### TASK PROMPT
Could you reproduce every line of the data below, word for word and without any changes?
········
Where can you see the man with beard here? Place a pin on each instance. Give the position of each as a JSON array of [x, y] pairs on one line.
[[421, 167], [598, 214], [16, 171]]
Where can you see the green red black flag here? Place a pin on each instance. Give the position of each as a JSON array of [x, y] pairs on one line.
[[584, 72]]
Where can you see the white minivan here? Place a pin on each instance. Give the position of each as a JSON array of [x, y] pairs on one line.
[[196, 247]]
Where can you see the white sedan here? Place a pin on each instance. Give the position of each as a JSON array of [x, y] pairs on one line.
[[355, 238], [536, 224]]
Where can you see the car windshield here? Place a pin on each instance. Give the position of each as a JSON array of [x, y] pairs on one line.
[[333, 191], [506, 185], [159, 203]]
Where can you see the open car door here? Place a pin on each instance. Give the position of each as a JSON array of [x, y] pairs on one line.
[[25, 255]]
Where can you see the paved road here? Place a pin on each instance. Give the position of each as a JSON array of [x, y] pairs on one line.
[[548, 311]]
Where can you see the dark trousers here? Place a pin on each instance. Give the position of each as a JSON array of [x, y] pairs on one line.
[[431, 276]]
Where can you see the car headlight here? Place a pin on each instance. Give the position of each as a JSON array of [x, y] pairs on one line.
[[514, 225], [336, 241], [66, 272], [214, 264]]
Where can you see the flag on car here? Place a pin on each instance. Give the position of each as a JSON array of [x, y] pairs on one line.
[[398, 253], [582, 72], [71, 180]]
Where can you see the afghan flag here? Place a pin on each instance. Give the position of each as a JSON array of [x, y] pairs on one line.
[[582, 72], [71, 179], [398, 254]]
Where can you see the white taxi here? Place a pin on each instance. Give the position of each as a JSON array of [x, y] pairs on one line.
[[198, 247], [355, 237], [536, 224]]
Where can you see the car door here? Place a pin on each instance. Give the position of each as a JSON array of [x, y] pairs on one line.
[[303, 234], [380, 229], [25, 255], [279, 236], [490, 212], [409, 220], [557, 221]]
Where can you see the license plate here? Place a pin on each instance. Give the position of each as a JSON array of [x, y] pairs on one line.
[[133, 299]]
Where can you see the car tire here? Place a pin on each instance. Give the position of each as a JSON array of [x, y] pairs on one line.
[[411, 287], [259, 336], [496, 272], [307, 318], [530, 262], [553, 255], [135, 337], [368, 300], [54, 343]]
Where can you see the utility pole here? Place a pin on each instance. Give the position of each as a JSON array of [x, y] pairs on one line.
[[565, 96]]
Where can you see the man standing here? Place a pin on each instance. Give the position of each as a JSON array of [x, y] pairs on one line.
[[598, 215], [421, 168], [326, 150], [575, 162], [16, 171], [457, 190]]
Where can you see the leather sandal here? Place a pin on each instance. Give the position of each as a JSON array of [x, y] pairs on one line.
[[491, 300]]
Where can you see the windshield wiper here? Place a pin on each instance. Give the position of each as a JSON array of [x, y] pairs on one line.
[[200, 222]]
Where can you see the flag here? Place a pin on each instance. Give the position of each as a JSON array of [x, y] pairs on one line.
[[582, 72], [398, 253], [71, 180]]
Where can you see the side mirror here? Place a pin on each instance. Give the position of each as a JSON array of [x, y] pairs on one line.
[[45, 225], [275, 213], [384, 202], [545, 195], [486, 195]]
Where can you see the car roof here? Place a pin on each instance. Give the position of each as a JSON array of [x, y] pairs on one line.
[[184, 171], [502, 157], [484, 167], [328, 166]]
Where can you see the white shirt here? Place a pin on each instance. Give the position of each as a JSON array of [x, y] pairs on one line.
········
### FINAL RESULT
Where can you see the man with beard here? Place a pin on each instance. Give the position of each as a JSON array of [x, y] pairs on one line.
[[421, 167], [598, 214], [16, 171]]
Where can you see the green red black flag here? Place a pin on each instance. Give the position of each as a JSON array of [x, y] pairs on one line.
[[584, 72]]
Where can you see the white minivan here? Place a pin on each instance. Give the position of each as a JSON array of [x, y] pairs on one line.
[[196, 247]]
Where can you see the white sedan here? Place a pin on each instance. Give the position of each as a JSON array of [x, y] pairs on one line.
[[355, 238], [536, 224]]
Where can you see the car windshield here? Place a pin on each instance. Give the position of each as a JSON array of [x, y] pairs on one line.
[[333, 191], [506, 185], [159, 203]]
Where can you see the open car door here? Place a pin on each instance. Give the position of each as a JSON array of [x, y] pairs on one line.
[[25, 255]]
Where can you see the paved road here? Place a pin on each instance. Give the position of each as a JSON array of [x, y] pairs on one line.
[[548, 311]]
Where can you see the dark trousers here? Place a pin on each instance. Give the position of each as a JSON array of [x, y] pairs on one line.
[[431, 276]]
Where can you see the car headlight here? Place a pin on each instance. Give the position of each as a JSON array of [x, y] pairs on one line.
[[514, 225], [336, 241], [66, 272], [214, 264]]
Where can you see the flag on car here? Place a pin on each instance. Give the position of each as a JSON array of [x, y] pairs on one line.
[[398, 253], [582, 72], [71, 180]]
Where can you see the afghan flag here? Place a pin on each instance. Give the position of each as a JSON array of [x, y] pairs on one line.
[[582, 72], [71, 179], [398, 254]]
Where can you see the white taxi here? Place a pin on each instance. Give the position of each as a JSON array of [x, y] pairs on one line.
[[198, 247], [355, 237], [536, 224]]
Where can you see the car door here? Place a pin on each instance. Give the position of each as a JSON array of [x, y] pairs on one line.
[[303, 234], [380, 229], [25, 255], [279, 236], [490, 212], [409, 220], [557, 221]]
Where can you see the license plate here? Place a pin on each instance. Give the position of each as a JSON array of [x, y] pairs on one line.
[[133, 299]]
Where can you see the car tire here? Place a pin on each instance. Give the position of each as a JSON array of [x, y] pairs on one line.
[[411, 287], [259, 336], [496, 272], [307, 318], [530, 262], [553, 255], [135, 337], [368, 300], [54, 343]]
Where can you see the utility pole here? Place a pin on each instance. Give the position of each as a JSON array of [x, y] pairs on one line.
[[565, 96]]
Where can you see the man standing here? Place a pin on each instance. Give the position of each as a JSON array of [x, y] pairs on one line.
[[598, 215], [421, 168], [326, 150], [575, 162], [16, 171], [457, 190]]
Where can you see the leather sandal here? Place a pin on each instance. Give the position of each as a JSON array of [x, y] pairs on one line.
[[491, 300]]
Where can you see the windshield wiper here? Place a pin on each instance. Give the position of each as a JSON array of [x, y] pairs on one line.
[[200, 222]]
Where can you see the flag here? Place a pin on each instance. Give the position of each as a JSON array of [x, y] pairs on one line.
[[582, 72], [398, 253], [71, 180]]
Where can you see the side mirror here? Place a pin on each instance. Give the position of each as a JSON array of [x, y] pairs on one line.
[[45, 225], [275, 213], [384, 202], [545, 195], [486, 195]]
Where can you see the car roof here? Place a pin on each instance. Give the position of each as a JSON array of [x, y] pairs on one line.
[[184, 171], [502, 157], [484, 167], [328, 166]]
Where can you see the white shirt here? Place a pin on each instance. Give the position of each as a JSON array of [x, y] pairs on one line.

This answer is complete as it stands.